* start *
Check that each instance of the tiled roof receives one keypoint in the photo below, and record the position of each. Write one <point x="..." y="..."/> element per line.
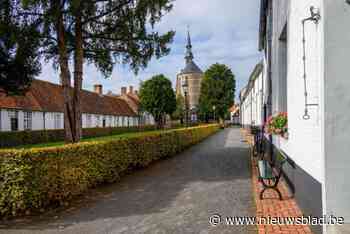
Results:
<point x="132" y="99"/>
<point x="191" y="67"/>
<point x="45" y="96"/>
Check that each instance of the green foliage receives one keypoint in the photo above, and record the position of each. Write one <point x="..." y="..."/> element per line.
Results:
<point x="12" y="139"/>
<point x="218" y="89"/>
<point x="113" y="32"/>
<point x="36" y="178"/>
<point x="19" y="59"/>
<point x="180" y="108"/>
<point x="157" y="97"/>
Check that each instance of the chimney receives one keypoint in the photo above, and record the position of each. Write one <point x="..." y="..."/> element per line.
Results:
<point x="98" y="89"/>
<point x="123" y="91"/>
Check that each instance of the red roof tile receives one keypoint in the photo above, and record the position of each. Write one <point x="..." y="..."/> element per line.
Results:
<point x="45" y="96"/>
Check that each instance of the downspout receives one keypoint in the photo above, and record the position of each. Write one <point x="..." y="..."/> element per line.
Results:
<point x="269" y="59"/>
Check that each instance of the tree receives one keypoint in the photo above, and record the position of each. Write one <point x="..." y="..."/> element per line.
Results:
<point x="217" y="91"/>
<point x="180" y="108"/>
<point x="19" y="61"/>
<point x="103" y="33"/>
<point x="157" y="97"/>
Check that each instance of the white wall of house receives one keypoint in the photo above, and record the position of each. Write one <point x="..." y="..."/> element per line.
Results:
<point x="303" y="132"/>
<point x="252" y="106"/>
<point x="55" y="120"/>
<point x="336" y="88"/>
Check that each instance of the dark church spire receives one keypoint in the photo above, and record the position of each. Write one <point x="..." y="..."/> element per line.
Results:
<point x="189" y="54"/>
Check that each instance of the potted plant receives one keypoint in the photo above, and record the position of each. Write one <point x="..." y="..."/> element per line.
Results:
<point x="278" y="125"/>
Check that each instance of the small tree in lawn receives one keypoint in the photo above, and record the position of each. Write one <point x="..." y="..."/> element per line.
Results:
<point x="158" y="98"/>
<point x="19" y="60"/>
<point x="217" y="90"/>
<point x="104" y="33"/>
<point x="180" y="109"/>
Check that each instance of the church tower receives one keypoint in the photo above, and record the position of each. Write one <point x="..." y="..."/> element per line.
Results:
<point x="193" y="75"/>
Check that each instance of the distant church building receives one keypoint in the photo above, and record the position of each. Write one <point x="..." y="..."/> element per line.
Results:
<point x="192" y="75"/>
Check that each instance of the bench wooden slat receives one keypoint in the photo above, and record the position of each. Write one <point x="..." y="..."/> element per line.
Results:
<point x="265" y="170"/>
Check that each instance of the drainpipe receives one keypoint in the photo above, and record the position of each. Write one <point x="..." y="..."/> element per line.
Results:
<point x="269" y="78"/>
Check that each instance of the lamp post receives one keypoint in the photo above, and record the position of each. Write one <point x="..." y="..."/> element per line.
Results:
<point x="185" y="90"/>
<point x="214" y="108"/>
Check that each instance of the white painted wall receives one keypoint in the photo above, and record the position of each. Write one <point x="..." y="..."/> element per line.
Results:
<point x="304" y="143"/>
<point x="336" y="105"/>
<point x="51" y="121"/>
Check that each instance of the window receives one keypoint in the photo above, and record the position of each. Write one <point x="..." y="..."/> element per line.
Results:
<point x="27" y="120"/>
<point x="57" y="120"/>
<point x="97" y="121"/>
<point x="13" y="115"/>
<point x="115" y="121"/>
<point x="88" y="121"/>
<point x="104" y="122"/>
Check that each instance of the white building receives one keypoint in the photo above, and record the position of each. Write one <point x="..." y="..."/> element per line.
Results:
<point x="306" y="47"/>
<point x="42" y="108"/>
<point x="252" y="98"/>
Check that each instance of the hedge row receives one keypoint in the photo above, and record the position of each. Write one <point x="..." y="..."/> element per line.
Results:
<point x="33" y="179"/>
<point x="12" y="139"/>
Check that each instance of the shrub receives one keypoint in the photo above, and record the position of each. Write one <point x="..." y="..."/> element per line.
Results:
<point x="35" y="178"/>
<point x="278" y="124"/>
<point x="12" y="139"/>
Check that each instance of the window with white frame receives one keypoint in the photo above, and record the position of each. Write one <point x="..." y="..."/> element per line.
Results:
<point x="115" y="121"/>
<point x="13" y="116"/>
<point x="88" y="121"/>
<point x="57" y="121"/>
<point x="27" y="120"/>
<point x="97" y="121"/>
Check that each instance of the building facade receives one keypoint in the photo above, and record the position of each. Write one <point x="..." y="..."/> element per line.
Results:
<point x="306" y="53"/>
<point x="192" y="75"/>
<point x="41" y="108"/>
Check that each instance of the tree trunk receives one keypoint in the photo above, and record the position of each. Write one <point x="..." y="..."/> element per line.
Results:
<point x="65" y="78"/>
<point x="78" y="77"/>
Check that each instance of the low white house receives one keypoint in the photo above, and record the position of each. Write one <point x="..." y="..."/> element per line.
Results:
<point x="306" y="47"/>
<point x="42" y="108"/>
<point x="252" y="98"/>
* end *
EXERCISE DETAILS: Exactly as written, give the line containing "Check that each instance of the window with" and all remaining lines of the records.

WRITTEN REPLY:
Check that each instance of the window with white frame receives one keypoint in the photo above, and record the position of each. Write one <point x="..." y="..."/> element per line.
Results:
<point x="115" y="121"/>
<point x="13" y="116"/>
<point x="88" y="121"/>
<point x="57" y="121"/>
<point x="27" y="120"/>
<point x="97" y="121"/>
Check that each instance of the building facade receives one keypoint in the photo above, and record the position of each. Write one <point x="..." y="..."/> element per line.
Results:
<point x="306" y="53"/>
<point x="192" y="75"/>
<point x="41" y="108"/>
Check that each instance of the tree trunk receives one keypoint in the photo above, and record the position of each. Write one <point x="..." y="..."/> element per line.
Results:
<point x="65" y="78"/>
<point x="78" y="77"/>
Check that each instance of the low white house receives one keypoint in the photo above, and record the position of each. Write one <point x="..." y="..."/> element per line.
Results:
<point x="306" y="47"/>
<point x="42" y="108"/>
<point x="252" y="98"/>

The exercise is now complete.